►
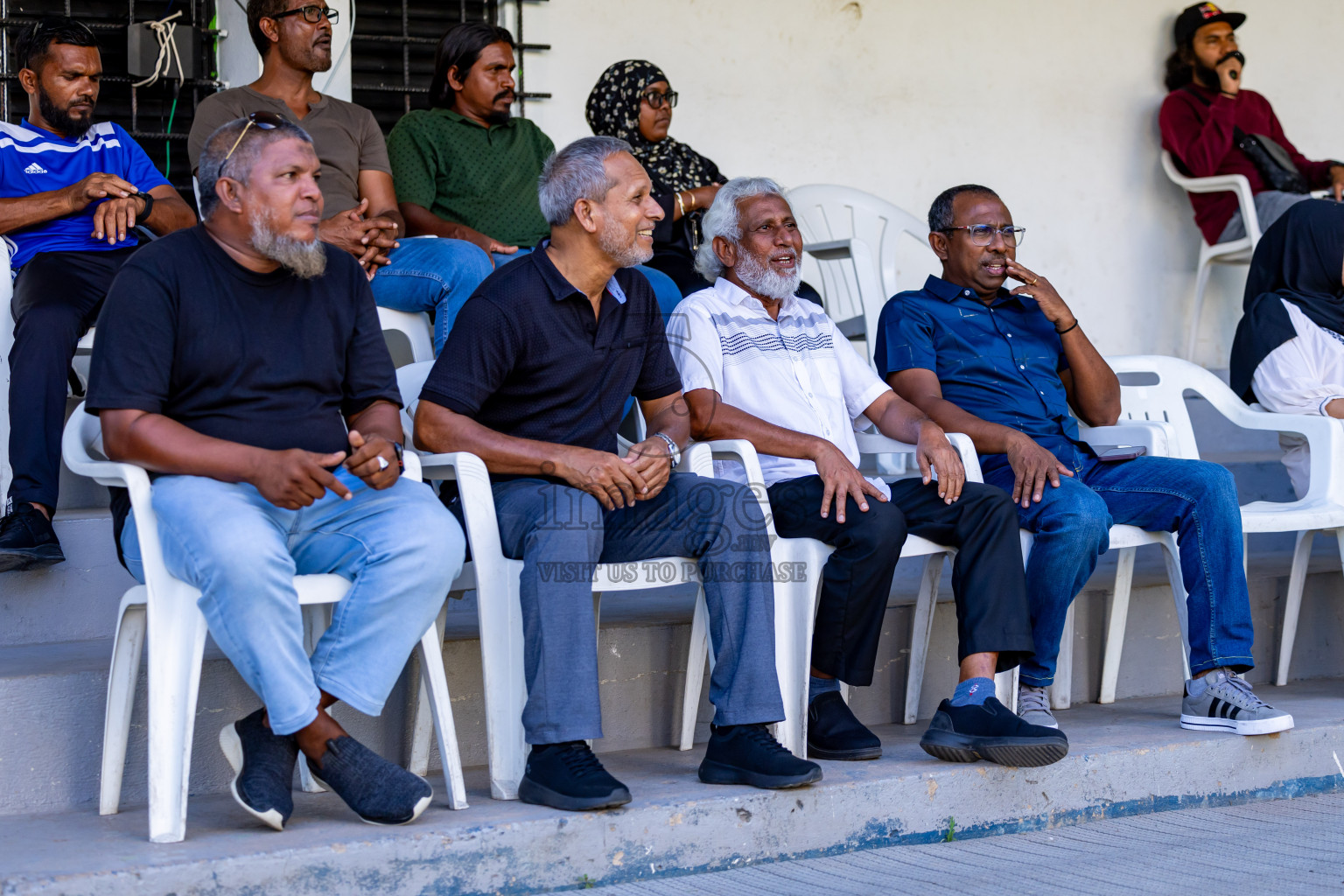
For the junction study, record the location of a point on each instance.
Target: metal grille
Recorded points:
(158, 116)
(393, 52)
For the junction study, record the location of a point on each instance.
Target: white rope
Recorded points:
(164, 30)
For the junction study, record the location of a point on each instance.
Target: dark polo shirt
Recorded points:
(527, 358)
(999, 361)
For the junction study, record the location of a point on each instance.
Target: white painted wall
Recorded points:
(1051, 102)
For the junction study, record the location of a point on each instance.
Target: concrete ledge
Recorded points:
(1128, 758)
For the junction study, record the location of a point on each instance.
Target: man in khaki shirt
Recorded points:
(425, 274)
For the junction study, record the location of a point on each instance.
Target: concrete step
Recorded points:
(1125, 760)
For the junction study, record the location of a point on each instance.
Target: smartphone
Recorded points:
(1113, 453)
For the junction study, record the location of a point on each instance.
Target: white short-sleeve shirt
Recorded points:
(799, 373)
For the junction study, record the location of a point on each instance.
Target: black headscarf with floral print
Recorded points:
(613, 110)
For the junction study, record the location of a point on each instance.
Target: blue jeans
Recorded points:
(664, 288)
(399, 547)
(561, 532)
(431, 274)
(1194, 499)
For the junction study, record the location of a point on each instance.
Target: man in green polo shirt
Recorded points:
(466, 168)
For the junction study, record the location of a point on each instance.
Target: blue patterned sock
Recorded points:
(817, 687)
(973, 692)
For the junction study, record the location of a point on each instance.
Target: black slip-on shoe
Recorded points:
◄
(What you will do)
Could you give back the whole listing above verbatim, from the first line to the last, leaving out the picture?

(Answer to this task)
For the junction study, record the location of a point on each instance.
Target: metal grille
Recorded points:
(158, 116)
(393, 52)
For the junction study, record the location of a point on each instance.
Target: white rope
Recorded points:
(164, 30)
For the junction study, record the location of a point on each instance.
Target: dark polo shirt
Recorded points:
(527, 358)
(999, 361)
For the junction study, record the location of a point on each instance.
Target: white painted wall
Recorded points:
(1051, 102)
For the junction study, record the location of a point on each instance.
Target: concrete ledge
Recorded points:
(1128, 758)
For the junction study, record the location of a point on each instance.
Target: man in khaki shirt
Recorded points:
(425, 274)
For the junction study, record the location of a point on each instance.
Target: concrete step
Recorded points:
(1125, 760)
For the junction study, record the location of a point on each instance.
Target: smartphone
Recorded points:
(1113, 453)
For the junction study, record the location of a point on each instance.
Target: white short-sleeve shirt
Recorded points:
(799, 373)
For the junction study, record the location of a point on each instance.
Target: black headscarf with floral print
Recorded points:
(613, 110)
For the junction study, record the location of a point on each instance.
Target: blue jeans
Recorded points:
(664, 288)
(399, 547)
(561, 532)
(431, 274)
(1194, 499)
For the junction study, record the location of a point on each instance.
Target: man in green polo shirt
Recorded points:
(466, 168)
For the junction study, record the location of a point on each instance.
Target: blue patterned sock
Recorded points:
(817, 687)
(973, 692)
For the junction study, record the location of a point on each instance.
Target: black slip-on shoe
Recorded points:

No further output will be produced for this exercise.